> [Data for this task]
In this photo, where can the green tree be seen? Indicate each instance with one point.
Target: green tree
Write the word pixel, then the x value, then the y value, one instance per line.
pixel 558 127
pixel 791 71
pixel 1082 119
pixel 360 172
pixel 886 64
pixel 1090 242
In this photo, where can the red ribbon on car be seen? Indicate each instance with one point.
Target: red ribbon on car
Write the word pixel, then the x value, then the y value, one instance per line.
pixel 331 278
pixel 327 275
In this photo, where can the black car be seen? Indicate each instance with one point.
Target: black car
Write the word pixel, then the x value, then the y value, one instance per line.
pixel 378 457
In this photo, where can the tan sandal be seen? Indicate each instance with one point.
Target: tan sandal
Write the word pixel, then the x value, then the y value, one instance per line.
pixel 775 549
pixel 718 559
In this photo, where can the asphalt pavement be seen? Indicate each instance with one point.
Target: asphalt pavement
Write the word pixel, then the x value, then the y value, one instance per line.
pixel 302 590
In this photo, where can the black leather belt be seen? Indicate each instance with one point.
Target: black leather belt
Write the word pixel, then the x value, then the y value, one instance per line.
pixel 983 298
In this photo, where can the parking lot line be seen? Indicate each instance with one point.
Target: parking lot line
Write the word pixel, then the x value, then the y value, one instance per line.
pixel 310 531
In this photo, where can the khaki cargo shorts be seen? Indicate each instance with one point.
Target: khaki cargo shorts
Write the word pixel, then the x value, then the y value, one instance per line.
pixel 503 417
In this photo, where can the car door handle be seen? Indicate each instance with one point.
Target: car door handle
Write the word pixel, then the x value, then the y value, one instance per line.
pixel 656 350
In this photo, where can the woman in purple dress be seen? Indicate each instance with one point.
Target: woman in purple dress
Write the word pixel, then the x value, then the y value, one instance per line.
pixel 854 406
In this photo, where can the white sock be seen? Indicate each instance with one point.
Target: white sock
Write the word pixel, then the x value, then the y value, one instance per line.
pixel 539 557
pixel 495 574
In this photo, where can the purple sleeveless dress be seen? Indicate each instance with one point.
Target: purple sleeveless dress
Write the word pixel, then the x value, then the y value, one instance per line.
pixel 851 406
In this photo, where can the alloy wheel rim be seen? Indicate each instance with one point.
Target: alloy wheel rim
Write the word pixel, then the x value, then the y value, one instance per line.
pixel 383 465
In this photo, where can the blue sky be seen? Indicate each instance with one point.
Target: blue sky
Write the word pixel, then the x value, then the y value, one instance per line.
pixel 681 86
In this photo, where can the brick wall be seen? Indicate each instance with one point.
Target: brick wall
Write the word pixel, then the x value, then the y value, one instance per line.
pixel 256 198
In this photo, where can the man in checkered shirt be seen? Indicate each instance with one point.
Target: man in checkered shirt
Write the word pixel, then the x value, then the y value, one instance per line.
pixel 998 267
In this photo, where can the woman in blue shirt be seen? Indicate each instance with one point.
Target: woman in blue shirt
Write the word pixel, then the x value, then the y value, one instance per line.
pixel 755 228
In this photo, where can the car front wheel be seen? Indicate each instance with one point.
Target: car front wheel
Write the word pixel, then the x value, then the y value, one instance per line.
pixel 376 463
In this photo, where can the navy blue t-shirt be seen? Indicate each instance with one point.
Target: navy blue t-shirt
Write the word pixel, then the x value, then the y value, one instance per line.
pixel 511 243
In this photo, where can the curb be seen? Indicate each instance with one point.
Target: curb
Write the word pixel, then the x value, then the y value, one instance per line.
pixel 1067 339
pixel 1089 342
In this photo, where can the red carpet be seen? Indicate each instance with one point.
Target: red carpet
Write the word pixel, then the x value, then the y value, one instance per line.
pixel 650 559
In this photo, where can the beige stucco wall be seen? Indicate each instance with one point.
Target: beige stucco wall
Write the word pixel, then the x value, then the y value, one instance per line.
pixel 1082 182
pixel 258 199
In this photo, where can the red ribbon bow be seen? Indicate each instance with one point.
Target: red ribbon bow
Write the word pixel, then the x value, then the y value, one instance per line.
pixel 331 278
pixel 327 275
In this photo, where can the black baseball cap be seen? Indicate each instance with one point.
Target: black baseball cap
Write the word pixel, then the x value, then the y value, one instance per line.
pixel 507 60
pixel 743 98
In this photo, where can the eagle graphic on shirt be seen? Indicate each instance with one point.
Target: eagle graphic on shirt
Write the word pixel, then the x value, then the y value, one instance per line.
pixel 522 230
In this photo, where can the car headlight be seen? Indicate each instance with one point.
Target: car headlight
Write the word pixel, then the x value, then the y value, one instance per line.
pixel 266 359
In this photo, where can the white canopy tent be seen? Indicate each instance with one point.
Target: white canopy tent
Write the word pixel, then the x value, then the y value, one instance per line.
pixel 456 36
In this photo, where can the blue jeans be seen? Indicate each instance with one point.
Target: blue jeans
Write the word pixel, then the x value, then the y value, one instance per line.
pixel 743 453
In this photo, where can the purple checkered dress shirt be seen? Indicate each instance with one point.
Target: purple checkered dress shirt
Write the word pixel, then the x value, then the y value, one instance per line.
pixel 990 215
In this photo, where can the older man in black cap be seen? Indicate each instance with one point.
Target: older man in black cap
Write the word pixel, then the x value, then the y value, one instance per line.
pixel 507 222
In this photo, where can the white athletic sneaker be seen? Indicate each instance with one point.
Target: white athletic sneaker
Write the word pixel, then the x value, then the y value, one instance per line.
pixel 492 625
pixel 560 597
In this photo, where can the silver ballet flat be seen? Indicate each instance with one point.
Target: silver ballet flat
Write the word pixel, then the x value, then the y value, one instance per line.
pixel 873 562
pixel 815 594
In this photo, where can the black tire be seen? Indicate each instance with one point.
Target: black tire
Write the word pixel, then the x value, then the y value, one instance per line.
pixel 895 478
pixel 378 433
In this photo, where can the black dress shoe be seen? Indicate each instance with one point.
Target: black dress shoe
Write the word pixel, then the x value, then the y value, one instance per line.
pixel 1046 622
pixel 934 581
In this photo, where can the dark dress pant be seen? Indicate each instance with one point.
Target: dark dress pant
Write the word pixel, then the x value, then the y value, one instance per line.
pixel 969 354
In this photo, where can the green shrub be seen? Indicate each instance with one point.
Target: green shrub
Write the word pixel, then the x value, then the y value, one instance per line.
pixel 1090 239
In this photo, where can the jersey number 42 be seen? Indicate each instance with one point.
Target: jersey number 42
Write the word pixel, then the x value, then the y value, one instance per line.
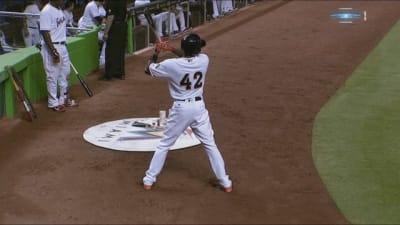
pixel 188 81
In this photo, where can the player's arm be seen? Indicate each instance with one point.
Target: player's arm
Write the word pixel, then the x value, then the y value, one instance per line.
pixel 153 59
pixel 49 43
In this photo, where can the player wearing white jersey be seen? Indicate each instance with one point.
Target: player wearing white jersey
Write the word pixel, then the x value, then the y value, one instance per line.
pixel 186 78
pixel 31 24
pixel 55 54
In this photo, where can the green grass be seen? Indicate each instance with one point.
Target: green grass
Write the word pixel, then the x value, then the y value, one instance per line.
pixel 356 138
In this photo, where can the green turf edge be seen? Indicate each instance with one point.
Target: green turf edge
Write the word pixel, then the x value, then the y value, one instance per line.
pixel 356 138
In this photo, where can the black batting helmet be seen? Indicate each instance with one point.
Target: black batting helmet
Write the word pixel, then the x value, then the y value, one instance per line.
pixel 191 44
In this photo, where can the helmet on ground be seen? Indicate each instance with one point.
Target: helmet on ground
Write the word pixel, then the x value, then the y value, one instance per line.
pixel 191 44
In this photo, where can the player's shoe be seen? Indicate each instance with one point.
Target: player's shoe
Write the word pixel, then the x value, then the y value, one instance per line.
pixel 59 108
pixel 228 189
pixel 71 103
pixel 147 187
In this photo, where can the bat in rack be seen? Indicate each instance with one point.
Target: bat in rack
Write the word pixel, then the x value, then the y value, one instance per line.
pixel 82 81
pixel 21 94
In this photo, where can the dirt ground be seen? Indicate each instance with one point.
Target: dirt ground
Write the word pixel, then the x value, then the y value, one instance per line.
pixel 271 71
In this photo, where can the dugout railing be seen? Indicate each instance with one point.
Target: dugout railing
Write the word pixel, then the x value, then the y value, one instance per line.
pixel 83 48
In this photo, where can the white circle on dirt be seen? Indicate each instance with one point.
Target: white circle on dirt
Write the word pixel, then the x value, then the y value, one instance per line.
pixel 134 134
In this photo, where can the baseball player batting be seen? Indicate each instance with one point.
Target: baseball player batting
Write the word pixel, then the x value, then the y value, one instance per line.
pixel 186 78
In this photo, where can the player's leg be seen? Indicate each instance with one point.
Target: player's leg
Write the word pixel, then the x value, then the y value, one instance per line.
pixel 204 132
pixel 64 71
pixel 177 123
pixel 51 70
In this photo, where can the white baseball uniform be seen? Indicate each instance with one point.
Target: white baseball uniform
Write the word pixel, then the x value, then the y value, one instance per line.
pixel 52 19
pixel 186 79
pixel 89 14
pixel 164 17
pixel 33 36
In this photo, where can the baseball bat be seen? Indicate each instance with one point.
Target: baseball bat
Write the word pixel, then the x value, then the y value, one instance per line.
pixel 83 83
pixel 30 112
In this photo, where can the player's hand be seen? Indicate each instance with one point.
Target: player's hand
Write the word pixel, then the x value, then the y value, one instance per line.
pixel 163 46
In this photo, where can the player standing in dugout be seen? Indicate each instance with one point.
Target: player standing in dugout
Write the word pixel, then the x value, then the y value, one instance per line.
pixel 115 34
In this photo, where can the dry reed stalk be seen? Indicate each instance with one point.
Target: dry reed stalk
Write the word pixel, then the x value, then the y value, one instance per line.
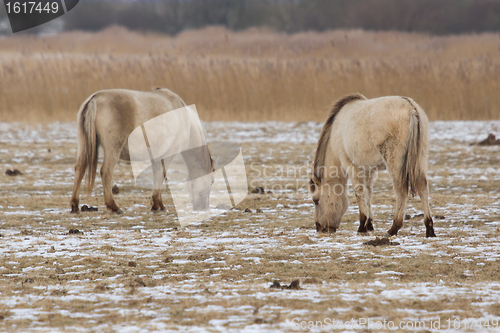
pixel 252 75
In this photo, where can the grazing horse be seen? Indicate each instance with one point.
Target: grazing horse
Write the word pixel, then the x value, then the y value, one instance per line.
pixel 360 136
pixel 108 117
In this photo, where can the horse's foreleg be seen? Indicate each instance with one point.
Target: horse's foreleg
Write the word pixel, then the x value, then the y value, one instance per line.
pixel 79 173
pixel 423 192
pixel 369 189
pixel 359 183
pixel 159 173
pixel 108 165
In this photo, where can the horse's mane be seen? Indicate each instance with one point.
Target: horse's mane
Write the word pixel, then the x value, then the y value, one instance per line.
pixel 324 138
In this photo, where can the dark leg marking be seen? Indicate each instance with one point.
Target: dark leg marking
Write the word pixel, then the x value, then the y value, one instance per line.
pixel 362 223
pixel 369 225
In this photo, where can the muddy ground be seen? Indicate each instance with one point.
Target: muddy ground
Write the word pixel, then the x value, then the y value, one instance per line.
pixel 142 271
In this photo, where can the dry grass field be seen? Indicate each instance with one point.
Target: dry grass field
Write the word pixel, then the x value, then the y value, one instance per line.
pixel 253 75
pixel 140 271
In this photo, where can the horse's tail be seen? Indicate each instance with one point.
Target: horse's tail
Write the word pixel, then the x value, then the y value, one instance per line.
pixel 88 145
pixel 412 158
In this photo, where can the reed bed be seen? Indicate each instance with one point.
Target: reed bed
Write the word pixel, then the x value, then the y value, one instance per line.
pixel 253 75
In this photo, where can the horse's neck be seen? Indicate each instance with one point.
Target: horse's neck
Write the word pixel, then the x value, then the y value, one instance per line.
pixel 197 160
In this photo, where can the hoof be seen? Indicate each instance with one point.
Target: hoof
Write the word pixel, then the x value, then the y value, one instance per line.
pixel 369 225
pixel 157 208
pixel 362 229
pixel 430 232
pixel 392 232
pixel 326 229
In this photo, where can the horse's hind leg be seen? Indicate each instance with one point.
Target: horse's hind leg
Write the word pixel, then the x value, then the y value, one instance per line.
pixel 158 176
pixel 361 183
pixel 423 192
pixel 110 159
pixel 79 173
pixel 369 189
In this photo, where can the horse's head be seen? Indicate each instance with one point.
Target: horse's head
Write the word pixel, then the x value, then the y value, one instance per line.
pixel 330 201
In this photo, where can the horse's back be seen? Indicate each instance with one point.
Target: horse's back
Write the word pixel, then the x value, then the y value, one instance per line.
pixel 363 126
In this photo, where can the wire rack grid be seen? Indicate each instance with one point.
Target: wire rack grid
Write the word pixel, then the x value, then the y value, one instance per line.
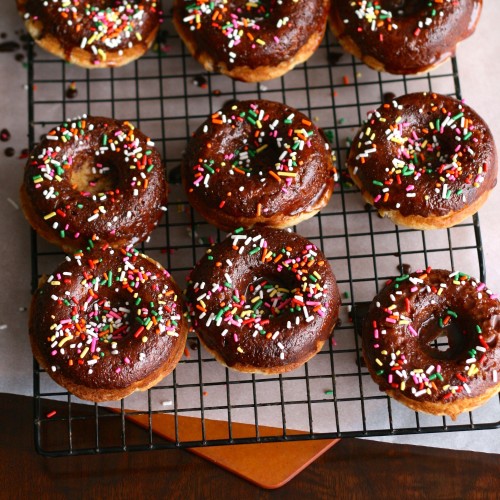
pixel 167 94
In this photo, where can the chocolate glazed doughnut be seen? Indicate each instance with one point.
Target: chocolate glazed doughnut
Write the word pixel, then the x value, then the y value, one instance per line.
pixel 251 41
pixel 426 161
pixel 412 311
pixel 94 179
pixel 263 301
pixel 93 34
pixel 403 36
pixel 258 163
pixel 108 323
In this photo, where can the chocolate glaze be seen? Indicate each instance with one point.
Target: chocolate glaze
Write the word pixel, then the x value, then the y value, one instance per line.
pixel 53 19
pixel 474 306
pixel 417 112
pixel 299 341
pixel 413 46
pixel 216 142
pixel 303 21
pixel 129 210
pixel 117 366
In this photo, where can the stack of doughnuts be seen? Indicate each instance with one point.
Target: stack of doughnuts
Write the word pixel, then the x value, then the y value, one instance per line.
pixel 110 320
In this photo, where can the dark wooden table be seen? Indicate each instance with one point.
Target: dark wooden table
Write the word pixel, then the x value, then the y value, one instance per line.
pixel 352 469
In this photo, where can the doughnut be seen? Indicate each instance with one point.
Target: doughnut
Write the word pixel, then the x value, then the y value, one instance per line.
pixel 412 311
pixel 257 163
pixel 108 323
pixel 92 33
pixel 91 179
pixel 426 161
pixel 403 36
pixel 251 41
pixel 263 300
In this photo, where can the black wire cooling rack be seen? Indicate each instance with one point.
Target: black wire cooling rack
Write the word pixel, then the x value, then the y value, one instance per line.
pixel 167 94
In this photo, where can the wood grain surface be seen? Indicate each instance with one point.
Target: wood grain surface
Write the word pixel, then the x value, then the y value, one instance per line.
pixel 352 469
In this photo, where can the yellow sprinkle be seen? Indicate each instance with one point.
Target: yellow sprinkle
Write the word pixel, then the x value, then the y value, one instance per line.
pixel 64 340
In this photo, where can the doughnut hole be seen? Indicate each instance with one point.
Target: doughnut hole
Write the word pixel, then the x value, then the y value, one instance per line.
pixel 111 317
pixel 454 336
pixel 93 174
pixel 403 8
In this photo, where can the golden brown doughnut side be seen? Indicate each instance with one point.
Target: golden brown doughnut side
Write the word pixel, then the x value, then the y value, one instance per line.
pixel 97 341
pixel 403 37
pixel 263 300
pixel 68 30
pixel 94 179
pixel 403 321
pixel 424 160
pixel 273 44
pixel 257 163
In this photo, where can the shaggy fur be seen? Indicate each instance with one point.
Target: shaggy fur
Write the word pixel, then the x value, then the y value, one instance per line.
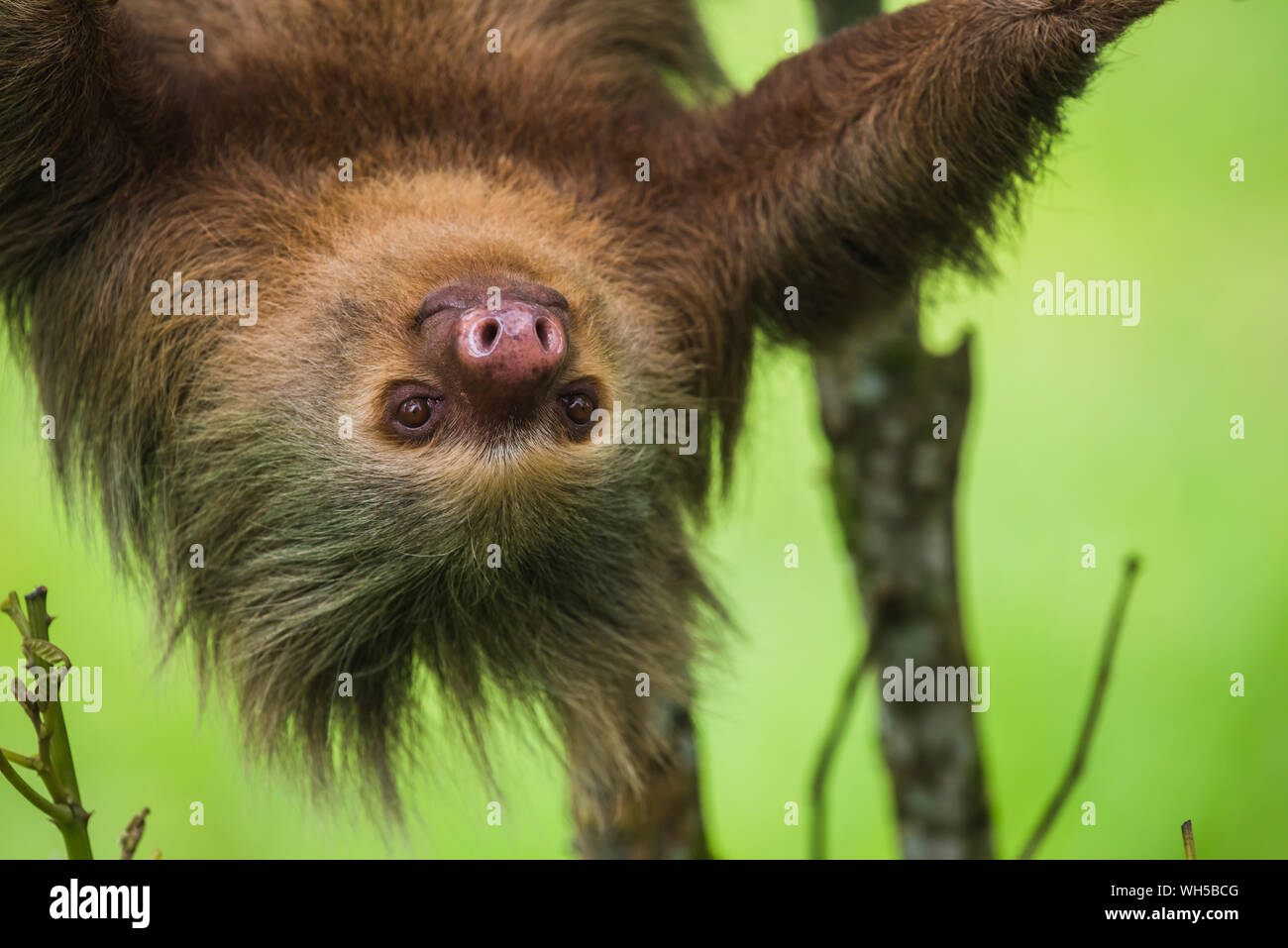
pixel 365 556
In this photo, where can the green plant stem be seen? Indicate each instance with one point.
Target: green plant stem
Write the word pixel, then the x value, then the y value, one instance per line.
pixel 55 767
pixel 58 813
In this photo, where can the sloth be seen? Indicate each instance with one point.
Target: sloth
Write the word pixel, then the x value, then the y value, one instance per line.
pixel 469 228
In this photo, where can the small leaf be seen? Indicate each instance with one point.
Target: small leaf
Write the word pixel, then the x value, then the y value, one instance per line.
pixel 48 651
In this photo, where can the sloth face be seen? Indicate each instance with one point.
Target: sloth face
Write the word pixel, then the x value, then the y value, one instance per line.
pixel 393 467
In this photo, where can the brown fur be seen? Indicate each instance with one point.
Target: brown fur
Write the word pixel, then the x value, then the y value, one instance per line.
pixel 327 556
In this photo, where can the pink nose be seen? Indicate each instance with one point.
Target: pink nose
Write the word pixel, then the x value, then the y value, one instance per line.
pixel 507 357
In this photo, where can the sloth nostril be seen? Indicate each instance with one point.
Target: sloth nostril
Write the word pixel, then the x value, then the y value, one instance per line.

> [Work to complete] Please return the items word for word, starting at the line that contains "In this photo, where can the sloth face" and stopping at the end of the items, with both of those lines included.

> [Written answer]
In this photo, where can the sloth face be seen? Indicate each instance with one point.
Target: sloth face
Write the word pixel, then the x value, then the y value, one instance per line.
pixel 393 467
In this photo, where can the brown fur be seen? Indicate each instance with one point.
Target: brown fur
Write the word pixel, then the x value, then the y value, one instance per line.
pixel 327 556
In this photo, where can the pink nose be seen? Indicate each instance with one point.
Target: pink nose
Write the word pixel, then the x value, then the y value, one instance per line.
pixel 507 357
In this photo, where can the sloth nostril be seen? Indicate each instance with one point.
Target: sloth nostril
Write the word pixel, then the x value, then the y value, one instance per line.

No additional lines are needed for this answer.